**** Brontekst

Standvastigheid

Tegenslag en rampspoed, zoals oorlogen, epidemieën en economische recessies, vragen van mensen meer dan flexibiliteit en improvisatievermogen.  Zelfs de zegen van een goed uithoudingsvermogen is nog onvoldoende. Onheil vraagt bovenal een evenwichtig gemoed, dat koel en rationeel overweegt wat er gedaan en wat er gelaten moet worden. Ellende eist standvastigheid.

Wie zich door angsten, verdriet of boosheid laat leiden, krijgt er extra rampspoed bij. De getormenteerde ziel moet niet alleen de gevolgen van de tegenslag opvangen, maar ook nog eens de kwalijke turbulentie in zijn psyche dempen, die het gevolg is van al zijn nutteloze emoties. De sentimentele mens wordt nooit één keer, maar altijd twee keer gepakt.

********

**Opdracht:** Herschrijf de tekst over standvastigheid vanaf "Tegenslag en rampspoed, zoals" tot en met "Ellende eist standvastigheid.", en zet daarbij "doorzettingsvermogen" in plaats van "uithoudingsvermogen". Deze gegevens hebben niets met de tekst over standvastigheid te maken.

**** Te beoordelen gegevens

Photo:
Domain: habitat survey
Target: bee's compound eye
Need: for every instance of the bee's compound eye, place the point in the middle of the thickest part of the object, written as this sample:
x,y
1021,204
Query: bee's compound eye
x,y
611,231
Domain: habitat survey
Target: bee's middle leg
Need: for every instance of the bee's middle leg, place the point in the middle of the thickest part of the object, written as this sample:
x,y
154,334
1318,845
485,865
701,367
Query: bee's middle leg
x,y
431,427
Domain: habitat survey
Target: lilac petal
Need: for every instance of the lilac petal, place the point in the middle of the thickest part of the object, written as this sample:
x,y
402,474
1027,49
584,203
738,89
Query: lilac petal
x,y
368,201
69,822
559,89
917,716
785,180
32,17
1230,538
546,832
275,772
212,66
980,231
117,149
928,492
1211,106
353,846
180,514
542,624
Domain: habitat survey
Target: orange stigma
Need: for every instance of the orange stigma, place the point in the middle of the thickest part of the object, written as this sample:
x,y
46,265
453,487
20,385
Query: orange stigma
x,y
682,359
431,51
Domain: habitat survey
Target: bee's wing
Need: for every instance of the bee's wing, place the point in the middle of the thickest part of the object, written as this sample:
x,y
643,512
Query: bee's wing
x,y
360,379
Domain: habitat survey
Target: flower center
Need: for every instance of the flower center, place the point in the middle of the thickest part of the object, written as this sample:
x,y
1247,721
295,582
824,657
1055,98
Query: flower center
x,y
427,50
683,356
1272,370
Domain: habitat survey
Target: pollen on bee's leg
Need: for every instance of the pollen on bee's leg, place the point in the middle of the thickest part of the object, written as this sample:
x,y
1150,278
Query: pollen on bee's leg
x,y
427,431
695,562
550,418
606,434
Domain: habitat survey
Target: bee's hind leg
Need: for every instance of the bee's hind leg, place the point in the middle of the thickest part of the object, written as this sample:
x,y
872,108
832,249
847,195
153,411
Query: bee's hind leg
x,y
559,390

********

**Antwoord:**
Tegenslag en rampspoed, zoals oorlogen, epidemieën en economische recessies, vragen van mensen meer dan flexibiliteit en improvisatievermogen.  Zelfs de zegen van een goed doorzettingsvermogen is nog onvoldoende. Onheil vraagt bovenal een evenwichtig gemoed, dat koel en rationeel overweegt wat er gedaan en wat er gelaten moet worden. Ellende eist standvastigheid.